╭─ Source data

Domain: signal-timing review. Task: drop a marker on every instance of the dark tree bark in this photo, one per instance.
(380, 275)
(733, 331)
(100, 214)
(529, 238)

╰─

Convert the entries into a two-column CSV with the headers text and answer, one row per entry. Put each field in double quotes and replace any line breaks with spaces.

text,answer
"Domain: signal-timing review. Task: drop a marker on every instance of the dark tree bark in this photo, one per instance.","(380, 275) (733, 331) (100, 214) (529, 238)"